Consignes: Recopiez mot pour mot le passage de l'extrait ci-dessous sur le contrat social, de « Une Europe en » à « notre vie collective. ».

Extrait du document:
::::::::
Le rapport “Vers un contrat social pour le XXIe siècle” fruit d’un an de travail réalisé par l’Iddri et l’institut Hot or Cool, sorti en juin 2024, examine et analyse en profondeur les phases et les ressorts historiques de nos contrats sociaux, en France et au Royaume-Uni. Explication.

 

Une Europe en tension

Depuis quelques années, un certain nombre de tensions sociales semblent nous alerter sur la fragilité de notre modèle social : Brexit, mouvement des gilets jaunes, crise des agriculteurs, résultats des élections européennes et montée des extrêmes, ces événements semblent témoigner d’un mal-être social chez un pan important de notre société. Notre hypothèse est que ces tensions sociales émanent de promesses non-tenues, héritées du passé : bien qu’implicites, ces promesses sociales expriment des normes de justice qui informent puissamment nos attentes, et dessinent les contours de notre vie collective.
::::::::
Liste des données:

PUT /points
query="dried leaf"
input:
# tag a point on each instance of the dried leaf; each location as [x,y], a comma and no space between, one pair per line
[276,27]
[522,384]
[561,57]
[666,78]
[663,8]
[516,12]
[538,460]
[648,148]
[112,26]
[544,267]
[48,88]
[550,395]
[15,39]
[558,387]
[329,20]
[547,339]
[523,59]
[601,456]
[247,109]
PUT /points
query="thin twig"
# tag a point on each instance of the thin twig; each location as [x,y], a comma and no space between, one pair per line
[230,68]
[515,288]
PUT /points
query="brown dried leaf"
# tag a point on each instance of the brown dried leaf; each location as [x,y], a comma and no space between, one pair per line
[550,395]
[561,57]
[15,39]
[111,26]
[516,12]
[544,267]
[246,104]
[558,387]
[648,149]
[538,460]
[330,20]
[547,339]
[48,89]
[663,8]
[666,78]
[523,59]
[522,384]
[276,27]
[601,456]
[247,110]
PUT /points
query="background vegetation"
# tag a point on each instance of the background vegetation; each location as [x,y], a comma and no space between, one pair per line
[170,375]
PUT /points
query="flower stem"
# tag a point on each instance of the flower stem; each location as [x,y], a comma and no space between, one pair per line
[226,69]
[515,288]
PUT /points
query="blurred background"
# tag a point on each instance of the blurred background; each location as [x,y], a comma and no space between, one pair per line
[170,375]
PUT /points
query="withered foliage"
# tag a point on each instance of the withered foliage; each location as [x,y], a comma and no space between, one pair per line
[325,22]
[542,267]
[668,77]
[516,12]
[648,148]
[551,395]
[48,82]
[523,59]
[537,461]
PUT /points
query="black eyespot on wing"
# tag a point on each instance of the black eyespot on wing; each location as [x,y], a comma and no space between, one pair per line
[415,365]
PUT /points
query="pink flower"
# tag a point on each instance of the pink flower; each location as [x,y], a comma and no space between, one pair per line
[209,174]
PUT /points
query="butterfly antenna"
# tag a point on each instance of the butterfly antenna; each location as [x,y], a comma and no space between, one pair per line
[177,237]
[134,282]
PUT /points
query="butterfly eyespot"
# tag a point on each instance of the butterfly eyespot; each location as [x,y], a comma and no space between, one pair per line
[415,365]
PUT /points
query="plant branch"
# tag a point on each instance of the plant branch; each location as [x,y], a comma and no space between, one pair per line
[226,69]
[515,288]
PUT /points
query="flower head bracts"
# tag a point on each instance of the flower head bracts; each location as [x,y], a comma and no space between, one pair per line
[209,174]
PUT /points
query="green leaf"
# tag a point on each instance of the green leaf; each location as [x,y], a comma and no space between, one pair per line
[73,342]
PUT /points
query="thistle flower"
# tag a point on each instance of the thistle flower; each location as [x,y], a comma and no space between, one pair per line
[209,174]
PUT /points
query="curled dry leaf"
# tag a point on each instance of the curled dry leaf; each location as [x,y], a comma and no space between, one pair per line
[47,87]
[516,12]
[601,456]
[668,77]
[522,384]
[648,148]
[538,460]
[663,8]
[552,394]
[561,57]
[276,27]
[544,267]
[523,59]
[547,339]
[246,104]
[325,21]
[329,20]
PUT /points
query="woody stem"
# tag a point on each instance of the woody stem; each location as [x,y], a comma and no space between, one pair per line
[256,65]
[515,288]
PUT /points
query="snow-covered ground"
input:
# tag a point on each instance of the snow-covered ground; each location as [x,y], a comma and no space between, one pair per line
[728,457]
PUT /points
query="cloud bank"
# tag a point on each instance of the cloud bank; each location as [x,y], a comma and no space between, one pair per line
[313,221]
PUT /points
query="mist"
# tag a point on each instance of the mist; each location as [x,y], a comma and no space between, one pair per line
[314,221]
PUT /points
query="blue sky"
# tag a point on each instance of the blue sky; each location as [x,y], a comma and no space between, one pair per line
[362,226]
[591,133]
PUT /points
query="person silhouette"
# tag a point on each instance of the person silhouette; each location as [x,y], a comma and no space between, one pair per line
::::::::
Solution:
Une Europe en tension

Depuis quelques années, un certain nombre de tensions sociales semblent nous alerter sur la fragilité de notre modèle social : Brexit, mouvement des gilets jaunes, crise des agriculteurs, résultats des élections européennes et montée des extrêmes, ces événements semblent témoigner d’un mal-être social chez un pan important de notre société. Notre hypothèse est que ces tensions sociales émanent de promesses non-tenues, héritées du passé : bien qu’implicites, ces promesses sociales expriment des normes de justice qui informent puissamment nos attentes, et dessinent les contours de notre vie collective.